**QUÉ SE PIDE**
Imprime sin cambios el pasaje de la necrológica que comienza con las palabras que contienen "Simon Wiesenthal, un" y termina con "conciencia a todos.".

El País Miércoles,
21.09.05
NECROLÓGICA
En 1945 unos oficiales norteamericanos que le habían ayudado
a salir -apenas podía andar- del recién liberado campo de Mauthausen le
recomendaron que se volviera "a su casa" en la remota Buczacz en
Galicia (hoy Ucrania) y que intentara rehacer su vida y olvidar la pesadilla de
los cuatro años de agónico viaje de un campo de exterminio nazi a otro. Se
negó. Toda su familia había sido exterminada, como lo había sido el mundo en el
que había nacido allá en 1908 en el centro de la geografía cultural del
judaísmo europeo oriental definitivamente convertido en humo.
Simon Wiesenthal, un joven arquitecto que había estudiado en
Praga y Lemberg (la ucraniana Lvov), sabía que allá no le "quedaba ni un
cementerio para llorar", como recordaría en sus memorias décadas más
tarde. Y se quedó muy cerca de Mauthausen, primero en Linz y después en Viena,
rodeado de una población que había sido fervorosamente nazi y que intentaba
imponer una ley del silencio que garantizara impunidad a los criminales y
evitara la mala conciencia a todos.

(Registros de una fuente de datos)
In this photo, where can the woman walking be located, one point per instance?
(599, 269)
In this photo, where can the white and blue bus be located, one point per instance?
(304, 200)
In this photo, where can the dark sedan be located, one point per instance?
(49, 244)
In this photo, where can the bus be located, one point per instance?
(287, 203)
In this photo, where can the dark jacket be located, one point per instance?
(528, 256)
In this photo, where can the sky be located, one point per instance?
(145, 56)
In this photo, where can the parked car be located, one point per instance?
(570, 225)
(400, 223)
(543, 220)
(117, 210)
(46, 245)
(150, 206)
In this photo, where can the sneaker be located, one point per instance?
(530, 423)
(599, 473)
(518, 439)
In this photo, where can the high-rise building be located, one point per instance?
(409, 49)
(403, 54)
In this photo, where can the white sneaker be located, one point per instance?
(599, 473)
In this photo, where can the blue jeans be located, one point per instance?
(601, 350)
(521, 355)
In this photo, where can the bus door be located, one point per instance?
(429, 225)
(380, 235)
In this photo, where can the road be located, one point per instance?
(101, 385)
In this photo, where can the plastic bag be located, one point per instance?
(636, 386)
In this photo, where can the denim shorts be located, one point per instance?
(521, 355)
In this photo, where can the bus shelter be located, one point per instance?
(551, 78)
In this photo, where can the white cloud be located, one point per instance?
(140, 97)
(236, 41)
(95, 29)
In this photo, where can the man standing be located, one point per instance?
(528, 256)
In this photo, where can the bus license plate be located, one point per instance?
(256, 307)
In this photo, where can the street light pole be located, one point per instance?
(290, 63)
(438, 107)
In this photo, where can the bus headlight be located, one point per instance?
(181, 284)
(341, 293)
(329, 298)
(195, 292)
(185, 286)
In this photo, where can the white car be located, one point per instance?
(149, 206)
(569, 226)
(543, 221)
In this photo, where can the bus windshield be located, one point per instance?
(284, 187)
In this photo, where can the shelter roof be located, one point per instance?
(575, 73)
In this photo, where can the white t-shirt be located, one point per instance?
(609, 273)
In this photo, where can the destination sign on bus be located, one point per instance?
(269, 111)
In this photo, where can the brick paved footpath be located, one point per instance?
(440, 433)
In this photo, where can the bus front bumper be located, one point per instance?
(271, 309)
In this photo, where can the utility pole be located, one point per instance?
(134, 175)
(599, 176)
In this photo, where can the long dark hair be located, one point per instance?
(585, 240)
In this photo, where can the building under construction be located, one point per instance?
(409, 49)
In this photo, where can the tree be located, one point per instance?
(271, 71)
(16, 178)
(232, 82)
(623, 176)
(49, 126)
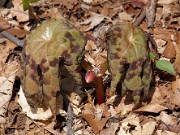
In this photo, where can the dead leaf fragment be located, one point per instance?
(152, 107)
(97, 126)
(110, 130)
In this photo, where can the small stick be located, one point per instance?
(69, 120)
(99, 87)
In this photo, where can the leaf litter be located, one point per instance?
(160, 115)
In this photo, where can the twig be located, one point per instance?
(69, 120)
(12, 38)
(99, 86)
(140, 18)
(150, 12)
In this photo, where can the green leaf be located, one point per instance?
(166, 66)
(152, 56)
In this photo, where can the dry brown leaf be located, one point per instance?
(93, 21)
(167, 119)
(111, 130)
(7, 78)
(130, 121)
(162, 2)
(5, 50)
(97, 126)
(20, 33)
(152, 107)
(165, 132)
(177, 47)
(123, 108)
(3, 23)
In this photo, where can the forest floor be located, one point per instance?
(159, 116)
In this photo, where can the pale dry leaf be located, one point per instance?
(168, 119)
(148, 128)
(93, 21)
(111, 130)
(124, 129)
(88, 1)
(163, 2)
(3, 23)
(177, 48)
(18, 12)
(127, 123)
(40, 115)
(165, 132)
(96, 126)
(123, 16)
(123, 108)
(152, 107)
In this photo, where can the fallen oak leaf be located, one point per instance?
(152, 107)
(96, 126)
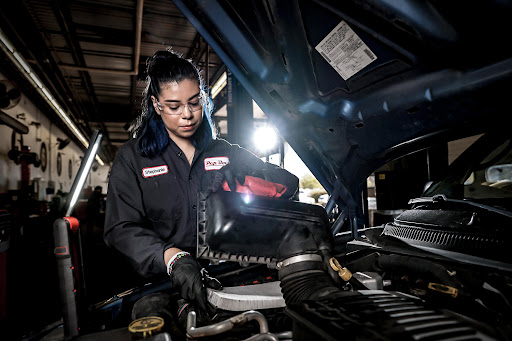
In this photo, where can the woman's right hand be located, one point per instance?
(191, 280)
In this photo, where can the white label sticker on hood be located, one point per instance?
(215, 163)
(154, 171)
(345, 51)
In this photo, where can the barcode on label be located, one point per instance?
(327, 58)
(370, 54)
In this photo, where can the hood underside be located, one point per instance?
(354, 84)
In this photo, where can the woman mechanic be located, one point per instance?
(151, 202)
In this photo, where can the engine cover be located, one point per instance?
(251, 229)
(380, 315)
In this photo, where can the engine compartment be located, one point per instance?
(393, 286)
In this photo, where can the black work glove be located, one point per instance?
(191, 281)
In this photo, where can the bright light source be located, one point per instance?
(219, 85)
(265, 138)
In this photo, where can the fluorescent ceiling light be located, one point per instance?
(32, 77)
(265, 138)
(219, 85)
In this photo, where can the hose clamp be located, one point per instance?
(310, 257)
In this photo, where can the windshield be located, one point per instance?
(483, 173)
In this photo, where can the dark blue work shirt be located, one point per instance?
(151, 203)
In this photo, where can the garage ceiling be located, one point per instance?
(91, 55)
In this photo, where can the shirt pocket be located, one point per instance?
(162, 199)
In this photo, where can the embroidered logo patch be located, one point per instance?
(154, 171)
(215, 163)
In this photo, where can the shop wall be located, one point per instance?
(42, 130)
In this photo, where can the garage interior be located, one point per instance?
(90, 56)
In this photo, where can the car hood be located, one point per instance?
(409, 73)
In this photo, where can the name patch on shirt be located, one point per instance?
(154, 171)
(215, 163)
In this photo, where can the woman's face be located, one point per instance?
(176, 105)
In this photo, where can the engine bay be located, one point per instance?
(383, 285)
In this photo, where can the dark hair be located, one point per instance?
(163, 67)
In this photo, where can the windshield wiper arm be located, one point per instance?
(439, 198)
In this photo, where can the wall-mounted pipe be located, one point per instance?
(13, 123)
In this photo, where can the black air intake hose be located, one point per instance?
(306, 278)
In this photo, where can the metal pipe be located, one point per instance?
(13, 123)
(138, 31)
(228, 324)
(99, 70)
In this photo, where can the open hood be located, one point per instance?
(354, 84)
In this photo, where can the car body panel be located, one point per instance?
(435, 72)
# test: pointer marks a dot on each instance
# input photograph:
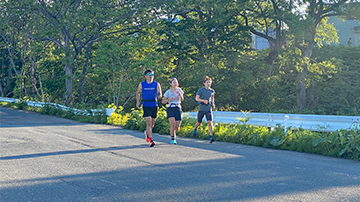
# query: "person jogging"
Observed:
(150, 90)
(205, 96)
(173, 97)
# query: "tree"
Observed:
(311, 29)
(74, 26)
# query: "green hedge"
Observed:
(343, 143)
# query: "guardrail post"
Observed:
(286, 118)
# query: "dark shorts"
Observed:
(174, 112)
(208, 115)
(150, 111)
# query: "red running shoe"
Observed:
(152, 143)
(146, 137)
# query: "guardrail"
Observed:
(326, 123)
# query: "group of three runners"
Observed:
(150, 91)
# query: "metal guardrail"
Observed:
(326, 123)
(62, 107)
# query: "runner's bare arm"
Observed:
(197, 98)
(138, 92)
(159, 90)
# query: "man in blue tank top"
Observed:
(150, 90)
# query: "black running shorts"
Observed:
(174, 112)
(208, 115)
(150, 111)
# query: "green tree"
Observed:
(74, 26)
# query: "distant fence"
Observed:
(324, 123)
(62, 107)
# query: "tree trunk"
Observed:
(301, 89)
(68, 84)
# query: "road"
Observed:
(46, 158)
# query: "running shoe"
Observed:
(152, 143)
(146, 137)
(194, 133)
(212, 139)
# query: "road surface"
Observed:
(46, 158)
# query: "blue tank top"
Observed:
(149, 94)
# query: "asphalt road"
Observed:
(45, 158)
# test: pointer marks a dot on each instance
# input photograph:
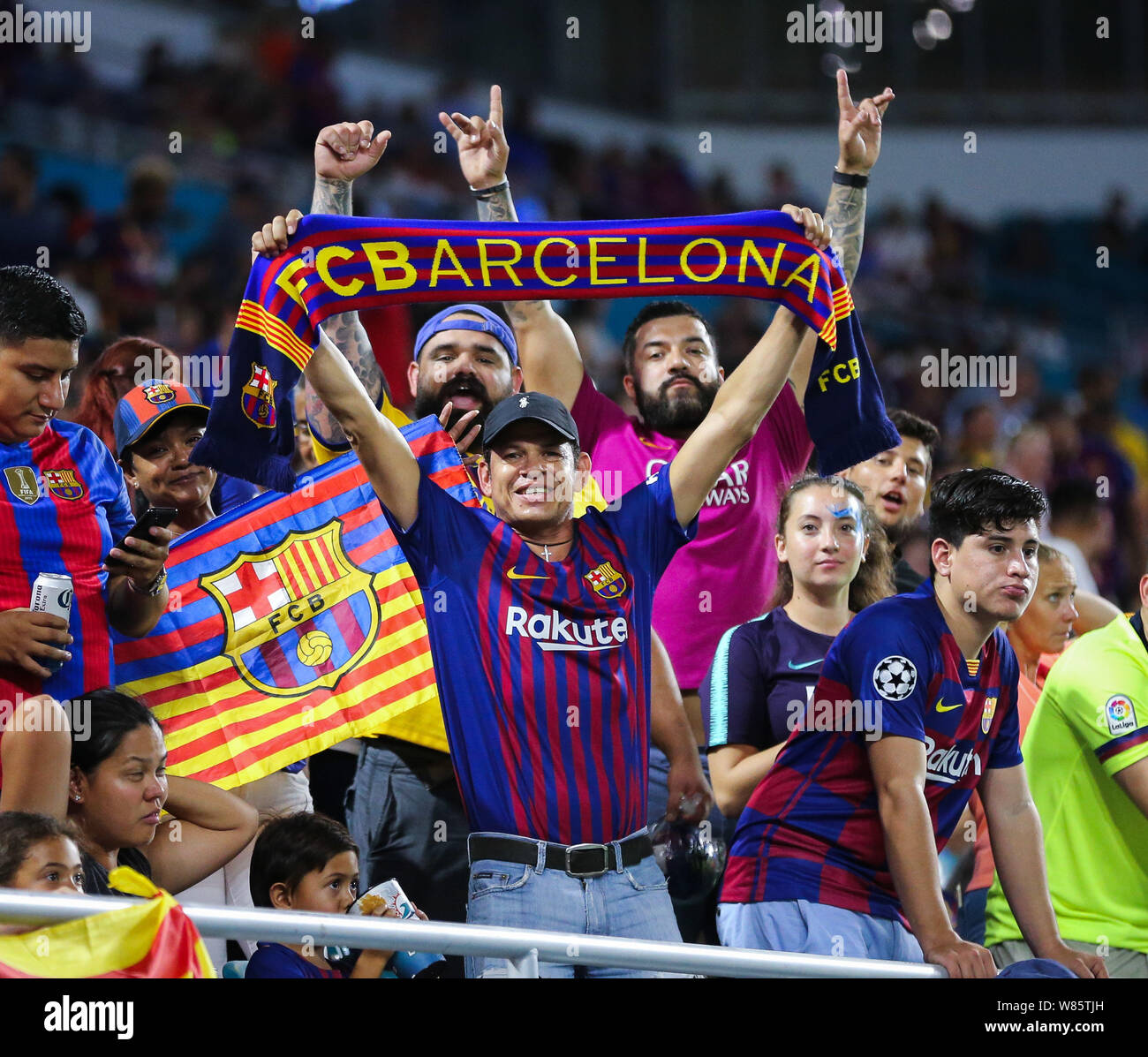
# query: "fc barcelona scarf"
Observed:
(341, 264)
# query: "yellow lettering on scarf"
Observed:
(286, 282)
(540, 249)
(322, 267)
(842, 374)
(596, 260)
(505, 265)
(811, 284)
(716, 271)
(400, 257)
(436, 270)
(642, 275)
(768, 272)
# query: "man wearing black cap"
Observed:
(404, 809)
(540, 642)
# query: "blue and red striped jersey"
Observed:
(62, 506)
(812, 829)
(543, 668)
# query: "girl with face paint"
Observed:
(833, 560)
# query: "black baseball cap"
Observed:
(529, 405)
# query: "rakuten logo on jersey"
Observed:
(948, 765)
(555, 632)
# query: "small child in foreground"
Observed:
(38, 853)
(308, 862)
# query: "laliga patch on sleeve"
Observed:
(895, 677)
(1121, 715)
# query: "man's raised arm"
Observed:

* * *

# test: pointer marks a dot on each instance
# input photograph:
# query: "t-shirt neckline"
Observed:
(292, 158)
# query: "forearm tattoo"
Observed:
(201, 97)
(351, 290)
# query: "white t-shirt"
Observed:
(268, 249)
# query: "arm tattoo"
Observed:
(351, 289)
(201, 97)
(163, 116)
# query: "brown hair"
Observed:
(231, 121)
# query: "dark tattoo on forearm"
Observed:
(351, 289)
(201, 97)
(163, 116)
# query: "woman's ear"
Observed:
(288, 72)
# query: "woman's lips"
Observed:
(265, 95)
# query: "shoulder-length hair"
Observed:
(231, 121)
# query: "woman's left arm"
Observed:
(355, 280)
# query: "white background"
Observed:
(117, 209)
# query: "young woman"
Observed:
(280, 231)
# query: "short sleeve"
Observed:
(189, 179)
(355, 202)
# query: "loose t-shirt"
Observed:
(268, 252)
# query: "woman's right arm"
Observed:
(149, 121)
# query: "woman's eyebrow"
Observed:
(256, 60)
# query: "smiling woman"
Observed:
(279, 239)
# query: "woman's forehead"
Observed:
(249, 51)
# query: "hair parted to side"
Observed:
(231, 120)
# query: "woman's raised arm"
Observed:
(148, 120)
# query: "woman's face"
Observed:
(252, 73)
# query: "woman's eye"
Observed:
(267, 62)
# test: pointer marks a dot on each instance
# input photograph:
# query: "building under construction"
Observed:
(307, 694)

* * *

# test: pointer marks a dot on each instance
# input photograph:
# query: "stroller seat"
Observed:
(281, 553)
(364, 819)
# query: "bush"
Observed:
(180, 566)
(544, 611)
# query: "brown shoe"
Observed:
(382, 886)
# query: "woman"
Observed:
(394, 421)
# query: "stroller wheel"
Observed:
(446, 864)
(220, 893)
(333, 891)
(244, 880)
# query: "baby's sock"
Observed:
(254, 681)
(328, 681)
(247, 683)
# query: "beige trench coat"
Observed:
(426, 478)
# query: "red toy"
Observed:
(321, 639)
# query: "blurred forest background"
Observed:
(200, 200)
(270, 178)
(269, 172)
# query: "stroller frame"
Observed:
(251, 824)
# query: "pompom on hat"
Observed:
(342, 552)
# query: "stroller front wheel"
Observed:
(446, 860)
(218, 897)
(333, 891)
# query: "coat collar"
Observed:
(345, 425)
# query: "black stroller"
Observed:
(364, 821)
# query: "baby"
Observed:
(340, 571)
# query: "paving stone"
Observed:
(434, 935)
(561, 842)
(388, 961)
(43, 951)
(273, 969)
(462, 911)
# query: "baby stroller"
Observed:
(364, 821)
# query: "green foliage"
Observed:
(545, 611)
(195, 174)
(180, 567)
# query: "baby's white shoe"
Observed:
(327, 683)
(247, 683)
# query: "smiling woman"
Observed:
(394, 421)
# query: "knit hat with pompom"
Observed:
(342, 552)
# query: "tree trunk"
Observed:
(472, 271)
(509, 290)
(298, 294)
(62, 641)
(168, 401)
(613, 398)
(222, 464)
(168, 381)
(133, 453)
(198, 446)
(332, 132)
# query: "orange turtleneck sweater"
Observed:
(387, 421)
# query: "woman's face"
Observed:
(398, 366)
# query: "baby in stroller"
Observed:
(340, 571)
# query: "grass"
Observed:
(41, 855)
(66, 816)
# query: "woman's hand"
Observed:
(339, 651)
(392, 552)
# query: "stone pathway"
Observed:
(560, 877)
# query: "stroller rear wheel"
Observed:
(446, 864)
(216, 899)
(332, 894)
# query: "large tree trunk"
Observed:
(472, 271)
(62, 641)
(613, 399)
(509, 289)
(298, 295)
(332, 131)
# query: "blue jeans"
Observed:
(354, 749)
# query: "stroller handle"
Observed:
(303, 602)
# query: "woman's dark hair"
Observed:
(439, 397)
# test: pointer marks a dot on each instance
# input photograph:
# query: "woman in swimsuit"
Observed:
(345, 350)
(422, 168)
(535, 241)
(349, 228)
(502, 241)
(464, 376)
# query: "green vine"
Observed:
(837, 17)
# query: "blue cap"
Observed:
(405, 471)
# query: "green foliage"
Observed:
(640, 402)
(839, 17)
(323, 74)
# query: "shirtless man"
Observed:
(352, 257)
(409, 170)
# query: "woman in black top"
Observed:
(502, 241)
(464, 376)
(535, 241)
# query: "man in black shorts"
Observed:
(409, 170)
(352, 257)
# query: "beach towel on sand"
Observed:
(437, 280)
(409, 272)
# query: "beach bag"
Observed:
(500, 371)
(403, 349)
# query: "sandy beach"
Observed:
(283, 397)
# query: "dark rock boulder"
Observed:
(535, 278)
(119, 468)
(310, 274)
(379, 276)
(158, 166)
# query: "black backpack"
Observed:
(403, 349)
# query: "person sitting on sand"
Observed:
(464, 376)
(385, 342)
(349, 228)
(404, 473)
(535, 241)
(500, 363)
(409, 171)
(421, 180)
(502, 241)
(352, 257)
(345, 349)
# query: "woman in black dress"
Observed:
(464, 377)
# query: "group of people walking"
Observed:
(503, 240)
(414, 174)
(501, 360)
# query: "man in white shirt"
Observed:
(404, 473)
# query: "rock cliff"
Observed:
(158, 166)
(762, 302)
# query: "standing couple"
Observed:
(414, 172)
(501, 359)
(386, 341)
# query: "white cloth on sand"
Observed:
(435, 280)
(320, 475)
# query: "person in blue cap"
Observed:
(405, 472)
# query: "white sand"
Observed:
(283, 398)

**SOLUCIÓN DEL EJERCICIO**
Simon Wiesenthal, un joven arquitecto que había estudiado en
Praga y Lemberg (la ucraniana Lvov), sabía que allá no le "quedaba ni un
cementerio para llorar", como recordaría en sus memorias décadas más
tarde. Y se quedó muy cerca de Mauthausen, primero en Linz y después en Viena,
rodeado de una población que había sido fervorosamente nazi y que intentaba
imponer una ley del silencio que garantizara impunidad a los criminales y
evitara la mala conciencia a todos.